Data to examine:
---

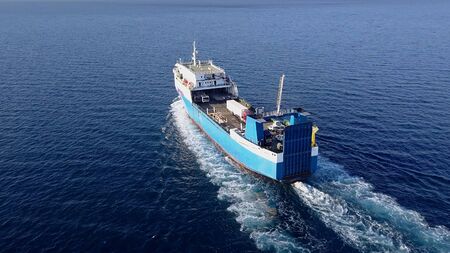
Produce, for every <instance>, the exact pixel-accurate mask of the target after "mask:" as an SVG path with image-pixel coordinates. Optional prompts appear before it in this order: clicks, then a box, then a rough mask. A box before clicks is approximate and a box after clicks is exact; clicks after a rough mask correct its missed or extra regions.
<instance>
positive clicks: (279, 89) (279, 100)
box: [277, 74, 284, 115]
mask: <svg viewBox="0 0 450 253" xmlns="http://www.w3.org/2000/svg"><path fill="white" fill-rule="evenodd" d="M283 85H284V74H282V75H281V77H280V83H279V84H278V95H277V115H280V109H281V96H282V95H283Z"/></svg>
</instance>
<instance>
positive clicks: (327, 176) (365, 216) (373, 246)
mask: <svg viewBox="0 0 450 253" xmlns="http://www.w3.org/2000/svg"><path fill="white" fill-rule="evenodd" d="M310 184H311V185H307V184H303V183H297V184H296V185H295V189H296V191H297V192H298V195H299V196H300V198H301V199H302V200H303V201H304V202H305V203H306V204H307V205H308V206H310V207H311V208H312V209H313V210H315V211H316V212H317V213H318V214H319V216H320V218H321V219H322V220H323V222H324V223H325V224H327V226H329V227H330V228H332V229H333V230H335V231H336V232H337V233H338V234H339V235H340V236H341V237H342V238H344V239H345V240H347V241H348V242H350V243H351V244H353V245H355V246H356V247H357V248H359V249H363V250H365V251H367V250H370V251H380V250H381V251H390V252H401V251H403V252H408V251H411V250H410V248H412V249H414V251H417V250H419V251H425V252H450V232H449V230H448V229H447V228H445V227H443V226H438V227H431V226H430V225H429V224H427V222H426V221H425V219H424V218H423V217H422V216H421V215H420V214H419V213H417V212H415V211H412V210H408V209H406V208H404V207H402V206H400V205H399V204H398V203H397V202H396V201H395V200H394V199H393V198H392V197H389V196H387V195H384V194H381V193H377V192H374V190H373V186H372V185H371V184H369V183H367V182H365V181H364V180H363V179H362V178H359V177H353V176H350V175H348V173H346V172H345V171H344V170H343V169H342V167H341V166H339V165H337V164H335V163H332V162H330V161H328V160H327V159H323V158H320V160H319V170H318V172H317V174H316V175H314V177H313V178H312V179H311V182H310Z"/></svg>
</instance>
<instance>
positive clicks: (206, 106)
mask: <svg viewBox="0 0 450 253" xmlns="http://www.w3.org/2000/svg"><path fill="white" fill-rule="evenodd" d="M197 105H198V106H199V107H200V108H201V109H202V110H203V111H204V112H205V113H208V116H210V117H212V118H213V119H214V120H215V121H216V122H217V123H218V124H219V125H220V126H222V127H223V128H224V129H225V130H227V131H230V129H233V128H237V129H241V121H240V120H239V118H238V117H237V116H235V115H234V114H232V113H231V112H230V111H229V110H228V109H227V105H226V102H225V101H211V102H209V103H198V104H197Z"/></svg>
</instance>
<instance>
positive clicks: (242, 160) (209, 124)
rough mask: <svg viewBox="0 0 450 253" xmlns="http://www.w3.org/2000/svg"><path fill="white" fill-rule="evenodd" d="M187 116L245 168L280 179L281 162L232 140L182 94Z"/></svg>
mask: <svg viewBox="0 0 450 253" xmlns="http://www.w3.org/2000/svg"><path fill="white" fill-rule="evenodd" d="M181 97H182V99H183V102H184V106H185V108H186V111H187V113H188V114H189V116H190V117H191V118H192V119H193V120H194V121H195V122H196V123H197V124H198V125H199V126H200V127H201V128H202V130H203V131H204V132H205V133H206V134H207V135H208V136H209V137H210V138H211V139H212V140H214V142H216V143H217V144H218V145H219V146H220V147H221V148H222V149H223V151H224V152H225V153H227V154H228V155H229V156H231V157H232V158H233V160H236V162H238V163H240V164H242V165H243V166H245V167H246V168H247V169H249V170H251V171H254V172H256V173H259V174H262V175H264V176H267V177H270V178H272V179H276V180H281V177H282V173H281V172H282V171H283V170H282V169H283V168H282V166H283V163H274V162H272V161H270V160H267V159H264V158H262V157H260V156H257V155H255V154H254V153H252V152H251V151H249V150H247V149H246V148H244V147H242V146H241V145H240V144H239V143H237V142H236V141H235V140H233V139H232V138H231V137H230V135H229V133H228V132H226V131H225V130H224V129H223V128H222V127H220V126H219V125H218V124H217V123H216V122H214V121H213V120H212V119H211V118H209V117H208V116H207V115H206V114H205V113H204V112H203V111H201V110H200V109H199V108H198V107H197V106H196V105H193V104H192V103H191V102H190V101H189V100H187V99H186V98H185V97H184V96H181Z"/></svg>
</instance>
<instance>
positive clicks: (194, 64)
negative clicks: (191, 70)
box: [192, 40, 198, 66]
mask: <svg viewBox="0 0 450 253" xmlns="http://www.w3.org/2000/svg"><path fill="white" fill-rule="evenodd" d="M197 54H198V51H197V48H196V47H195V40H194V42H193V43H192V63H193V64H194V66H195V65H197Z"/></svg>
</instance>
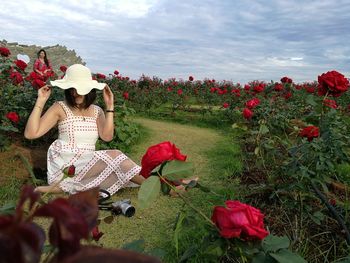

---

Your task:
Rewrite all of the lines above, switching every "positive clicks" to "include points" and leaving everything else as is. Omit the pictures.

Response:
Produce, for every <instance>, the exact pixel-accurate mask of the target after "mask:" as an SVG path with image-pixel coordinates. Optional prompts appear before it in this order: clicks, then a box, then a rough mask. A box before clicks is approximate and a box after clicks is exact; clicks after a rough mask correct its missed or extra regions.
<instance>
include points: (279, 89) (279, 100)
box: [277, 74, 284, 115]
mask: <svg viewBox="0 0 450 253" xmlns="http://www.w3.org/2000/svg"><path fill="white" fill-rule="evenodd" d="M283 85H284V74H282V75H281V77H280V83H279V84H278V95H277V115H280V109H281V96H282V95H283Z"/></svg>
</instance>
<instance>
include points: (327, 176) (365, 216) (373, 246)
mask: <svg viewBox="0 0 450 253" xmlns="http://www.w3.org/2000/svg"><path fill="white" fill-rule="evenodd" d="M310 184H311V185H307V184H303V183H297V184H296V185H295V189H296V191H297V192H298V195H299V196H300V198H301V199H302V200H303V201H304V202H305V203H306V204H307V205H308V206H310V207H311V208H312V209H313V210H315V211H316V212H317V213H318V214H319V216H320V218H321V219H322V220H323V222H324V223H325V224H327V226H329V227H330V228H332V229H333V230H335V231H336V232H337V233H338V234H339V235H340V236H341V237H342V238H344V239H345V240H347V241H348V242H350V243H351V244H353V245H355V246H356V247H357V248H359V249H363V250H365V251H367V250H370V251H380V250H381V251H390V252H401V251H403V252H408V251H411V250H410V248H412V249H414V251H417V250H419V251H425V252H450V232H449V230H448V229H447V228H445V227H443V226H438V227H431V226H430V225H429V224H427V222H426V221H425V219H424V218H423V217H422V216H421V215H420V214H419V213H417V212H415V211H412V210H408V209H406V208H404V207H402V206H400V205H399V204H398V203H397V202H396V201H395V200H394V199H393V198H392V197H389V196H387V195H384V194H381V193H377V192H374V190H373V186H372V185H371V184H369V183H367V182H365V181H364V180H363V179H362V178H359V177H353V176H350V175H348V173H346V172H345V171H344V170H343V169H342V167H341V166H339V165H337V164H335V163H332V162H330V161H328V160H327V159H323V158H320V160H319V170H318V172H317V174H316V175H314V177H313V178H312V179H311V182H310Z"/></svg>
</instance>
<instance>
include points: (206, 106)
mask: <svg viewBox="0 0 450 253" xmlns="http://www.w3.org/2000/svg"><path fill="white" fill-rule="evenodd" d="M197 105H198V106H199V107H200V108H201V109H202V110H203V111H204V112H205V113H208V116H210V117H212V118H213V119H214V120H215V121H216V122H217V123H218V124H219V125H220V126H222V127H223V128H224V129H225V130H227V131H230V129H233V128H237V129H241V121H240V120H239V118H238V117H237V116H235V115H234V114H232V113H231V112H230V111H229V110H228V109H227V105H226V102H225V101H211V102H209V103H198V104H197Z"/></svg>
</instance>
<instance>
include points: (242, 160) (209, 124)
rough mask: <svg viewBox="0 0 450 253" xmlns="http://www.w3.org/2000/svg"><path fill="white" fill-rule="evenodd" d="M187 116L245 168L280 179L281 162L232 140L182 94Z"/></svg>
mask: <svg viewBox="0 0 450 253" xmlns="http://www.w3.org/2000/svg"><path fill="white" fill-rule="evenodd" d="M181 97H182V99H183V102H184V106H185V108H186V111H187V113H188V114H189V116H190V117H191V118H192V119H193V120H194V121H195V122H196V123H197V124H198V125H199V126H200V127H201V128H202V130H203V131H204V132H205V133H206V134H207V135H208V136H209V137H210V138H211V139H212V140H214V142H216V143H217V144H218V145H219V146H220V147H221V148H222V149H223V151H224V152H225V153H227V154H228V155H229V156H231V157H232V158H233V160H236V162H238V163H240V164H242V165H243V166H245V167H246V168H247V169H249V170H251V171H254V172H256V173H259V174H262V175H264V176H267V177H270V178H272V179H276V180H281V177H282V173H281V172H282V171H283V170H282V169H283V168H282V166H283V163H274V162H272V161H270V160H267V159H264V158H262V157H260V156H257V155H255V154H254V153H252V152H251V151H249V150H247V149H246V148H244V147H242V146H241V145H240V144H239V143H237V142H236V141H235V140H233V139H232V138H231V137H230V135H229V133H228V132H226V131H225V130H224V129H223V128H222V127H220V126H219V125H218V124H217V123H216V122H214V121H213V120H212V119H211V118H209V117H208V116H207V115H206V114H205V113H204V112H203V111H201V110H200V109H199V108H198V107H197V106H196V105H193V104H192V103H191V102H190V101H189V100H187V99H186V98H185V97H184V96H181Z"/></svg>
</instance>
<instance>
include points: (194, 64)
negative clicks: (191, 70)
box: [192, 40, 198, 66]
mask: <svg viewBox="0 0 450 253" xmlns="http://www.w3.org/2000/svg"><path fill="white" fill-rule="evenodd" d="M197 54H198V51H197V48H196V47H195V40H194V42H193V43H192V63H193V64H194V66H195V65H197Z"/></svg>
</instance>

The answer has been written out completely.